** Texto dado **
El cuerpo enfermo está ausente de sentido funcional, pero no la mente. De acuerdo con David Le Breton, en los procesos de enfermedad pareciera como si:
la conciencia del cuerpo fuese el único lugar de la enfermedad, y sólo la ausencia definiera la salud. En estas condiciones, uno apenas se atreve a recordar que el cuerpo es, sin embargo, el soporte material, el operador de todas las prácticas sociales y de todos los intercambios entre los sujetos (Le Breton, 1995:122).
Y es que el libro de Rocío González está marcado por la preocupación de hacer funcionar la mente a través del correcto funcionamiento del cuerpo, muy a pesar de la intervención quirúrgica y de lo que viene después: revisiones médicas, quimioterapias, más revisiones que permitan que la persona pueda seguir enunciando su mundo desde su perspectiva que, en este caso, es la poesía y la investigación literaria que la autora ejerció de forma permanente.

** Datos proporcionados **
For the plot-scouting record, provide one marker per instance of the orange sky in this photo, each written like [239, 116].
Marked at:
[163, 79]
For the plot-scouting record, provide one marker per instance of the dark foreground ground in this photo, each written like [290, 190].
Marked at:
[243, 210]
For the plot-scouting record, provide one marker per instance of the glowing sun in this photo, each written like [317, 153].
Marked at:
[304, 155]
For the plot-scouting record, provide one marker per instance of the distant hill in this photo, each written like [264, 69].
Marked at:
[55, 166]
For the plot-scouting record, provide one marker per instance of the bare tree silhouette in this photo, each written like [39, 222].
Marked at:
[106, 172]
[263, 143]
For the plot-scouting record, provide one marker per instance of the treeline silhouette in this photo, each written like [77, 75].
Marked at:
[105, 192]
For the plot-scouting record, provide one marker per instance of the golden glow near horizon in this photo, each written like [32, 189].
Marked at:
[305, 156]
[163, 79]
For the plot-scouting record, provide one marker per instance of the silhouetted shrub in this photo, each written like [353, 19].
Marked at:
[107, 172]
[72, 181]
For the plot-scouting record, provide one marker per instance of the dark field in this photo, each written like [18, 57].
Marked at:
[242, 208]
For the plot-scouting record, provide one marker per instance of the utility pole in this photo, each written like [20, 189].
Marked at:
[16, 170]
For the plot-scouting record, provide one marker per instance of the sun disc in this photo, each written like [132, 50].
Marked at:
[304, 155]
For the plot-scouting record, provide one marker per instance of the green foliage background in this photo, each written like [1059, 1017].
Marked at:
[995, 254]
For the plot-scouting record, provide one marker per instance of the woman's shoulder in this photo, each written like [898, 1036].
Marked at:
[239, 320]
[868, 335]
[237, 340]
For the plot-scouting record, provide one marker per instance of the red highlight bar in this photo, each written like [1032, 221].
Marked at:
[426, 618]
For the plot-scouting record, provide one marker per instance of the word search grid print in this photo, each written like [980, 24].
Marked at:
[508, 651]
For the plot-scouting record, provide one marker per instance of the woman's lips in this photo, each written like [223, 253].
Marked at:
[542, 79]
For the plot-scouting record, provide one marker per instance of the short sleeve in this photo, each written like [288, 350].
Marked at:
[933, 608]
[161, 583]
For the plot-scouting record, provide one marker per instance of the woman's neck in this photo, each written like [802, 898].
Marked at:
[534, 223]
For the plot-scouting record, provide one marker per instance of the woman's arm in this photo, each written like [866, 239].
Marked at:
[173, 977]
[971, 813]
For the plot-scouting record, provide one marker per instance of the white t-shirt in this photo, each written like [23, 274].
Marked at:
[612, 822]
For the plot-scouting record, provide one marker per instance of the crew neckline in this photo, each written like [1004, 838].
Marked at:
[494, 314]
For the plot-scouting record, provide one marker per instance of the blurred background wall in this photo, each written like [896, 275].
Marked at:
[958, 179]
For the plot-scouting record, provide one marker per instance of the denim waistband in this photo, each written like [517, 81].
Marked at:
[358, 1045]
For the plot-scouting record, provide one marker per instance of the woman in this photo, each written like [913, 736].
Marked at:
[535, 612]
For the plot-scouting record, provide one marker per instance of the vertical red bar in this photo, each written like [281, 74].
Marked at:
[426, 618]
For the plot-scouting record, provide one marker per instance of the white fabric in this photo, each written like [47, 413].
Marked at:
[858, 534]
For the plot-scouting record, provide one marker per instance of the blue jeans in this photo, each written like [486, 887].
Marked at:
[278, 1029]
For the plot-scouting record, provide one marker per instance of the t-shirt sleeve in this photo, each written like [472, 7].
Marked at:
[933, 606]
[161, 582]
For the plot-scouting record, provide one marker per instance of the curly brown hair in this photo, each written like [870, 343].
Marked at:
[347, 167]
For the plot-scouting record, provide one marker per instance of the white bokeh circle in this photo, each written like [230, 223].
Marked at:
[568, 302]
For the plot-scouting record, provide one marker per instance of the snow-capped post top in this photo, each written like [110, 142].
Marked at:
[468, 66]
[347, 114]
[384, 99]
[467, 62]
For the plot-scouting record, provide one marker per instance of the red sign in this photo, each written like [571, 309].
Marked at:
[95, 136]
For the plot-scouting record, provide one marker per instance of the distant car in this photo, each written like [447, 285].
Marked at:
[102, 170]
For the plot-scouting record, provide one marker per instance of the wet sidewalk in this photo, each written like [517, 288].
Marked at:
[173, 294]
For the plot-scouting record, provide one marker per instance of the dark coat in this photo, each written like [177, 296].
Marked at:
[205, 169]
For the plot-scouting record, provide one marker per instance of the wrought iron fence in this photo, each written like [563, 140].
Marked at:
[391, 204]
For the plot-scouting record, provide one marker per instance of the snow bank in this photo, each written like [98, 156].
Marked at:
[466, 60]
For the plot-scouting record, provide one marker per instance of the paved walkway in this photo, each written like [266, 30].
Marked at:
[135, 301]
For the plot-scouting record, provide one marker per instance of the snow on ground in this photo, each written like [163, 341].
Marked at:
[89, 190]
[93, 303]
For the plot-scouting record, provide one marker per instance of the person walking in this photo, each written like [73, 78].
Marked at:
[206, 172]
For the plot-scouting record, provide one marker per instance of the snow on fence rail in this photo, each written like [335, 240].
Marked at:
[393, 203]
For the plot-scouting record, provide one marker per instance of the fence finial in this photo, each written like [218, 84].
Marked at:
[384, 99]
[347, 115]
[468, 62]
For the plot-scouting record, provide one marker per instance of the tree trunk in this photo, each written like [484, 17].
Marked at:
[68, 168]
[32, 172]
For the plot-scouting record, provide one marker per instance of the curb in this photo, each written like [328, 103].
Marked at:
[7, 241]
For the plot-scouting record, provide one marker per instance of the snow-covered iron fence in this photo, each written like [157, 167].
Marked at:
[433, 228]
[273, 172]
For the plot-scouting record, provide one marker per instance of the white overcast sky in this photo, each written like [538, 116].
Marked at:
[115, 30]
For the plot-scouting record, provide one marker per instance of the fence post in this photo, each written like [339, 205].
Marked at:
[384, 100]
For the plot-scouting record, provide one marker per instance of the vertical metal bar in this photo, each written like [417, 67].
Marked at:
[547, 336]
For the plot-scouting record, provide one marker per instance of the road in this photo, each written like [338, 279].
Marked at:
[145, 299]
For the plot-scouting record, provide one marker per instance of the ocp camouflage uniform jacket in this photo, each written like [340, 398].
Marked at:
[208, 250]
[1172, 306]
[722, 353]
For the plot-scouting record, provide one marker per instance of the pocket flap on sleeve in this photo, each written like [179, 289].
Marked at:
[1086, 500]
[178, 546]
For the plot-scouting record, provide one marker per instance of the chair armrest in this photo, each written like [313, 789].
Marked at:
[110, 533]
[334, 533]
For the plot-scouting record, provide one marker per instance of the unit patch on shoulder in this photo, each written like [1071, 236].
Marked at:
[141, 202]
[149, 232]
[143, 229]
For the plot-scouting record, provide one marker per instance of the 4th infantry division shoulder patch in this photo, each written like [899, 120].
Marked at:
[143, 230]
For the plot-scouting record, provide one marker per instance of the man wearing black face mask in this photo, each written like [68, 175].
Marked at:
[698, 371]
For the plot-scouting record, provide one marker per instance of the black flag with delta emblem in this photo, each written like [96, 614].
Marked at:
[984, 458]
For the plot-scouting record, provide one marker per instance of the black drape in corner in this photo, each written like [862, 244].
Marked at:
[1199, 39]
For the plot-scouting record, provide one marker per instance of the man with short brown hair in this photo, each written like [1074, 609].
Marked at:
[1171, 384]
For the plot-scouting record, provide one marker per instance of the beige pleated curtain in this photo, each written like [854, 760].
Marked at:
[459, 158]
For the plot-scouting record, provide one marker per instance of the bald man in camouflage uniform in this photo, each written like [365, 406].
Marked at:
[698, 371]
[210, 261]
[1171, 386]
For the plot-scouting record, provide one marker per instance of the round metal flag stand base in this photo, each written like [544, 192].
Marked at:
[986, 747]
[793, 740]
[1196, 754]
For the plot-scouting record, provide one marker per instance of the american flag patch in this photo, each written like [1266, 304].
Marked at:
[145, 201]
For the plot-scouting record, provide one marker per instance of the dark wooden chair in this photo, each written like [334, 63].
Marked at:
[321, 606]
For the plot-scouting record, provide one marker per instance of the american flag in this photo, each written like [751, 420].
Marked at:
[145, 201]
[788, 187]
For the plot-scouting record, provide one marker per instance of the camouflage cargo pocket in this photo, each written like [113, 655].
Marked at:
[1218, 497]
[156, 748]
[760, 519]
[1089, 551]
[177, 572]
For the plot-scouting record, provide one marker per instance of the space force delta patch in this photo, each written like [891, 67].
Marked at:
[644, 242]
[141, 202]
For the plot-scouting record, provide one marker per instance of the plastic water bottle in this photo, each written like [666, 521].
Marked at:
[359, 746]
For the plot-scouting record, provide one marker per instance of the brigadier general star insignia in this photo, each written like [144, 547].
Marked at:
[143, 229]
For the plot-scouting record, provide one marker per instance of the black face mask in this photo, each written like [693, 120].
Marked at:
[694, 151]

** El problema **
Responde estas preguntas sobre el texto acerca del cuerpo enfermo:
(a) Según la cita de Le Breton, ¿qué es lo único que parece definir la salud?
(b) ¿Qué viene después de la intervención quirúrgica?
(c) ¿Qué actividades ejerció la autora de forma permanente?
Los registros proceden de una fuente distinta.

** Respuesta **
(a) Sólo la ausencia.
(b) Revisiones médicas, quimioterapias y más revisiones.
(c) La poesía y la investigación literaria.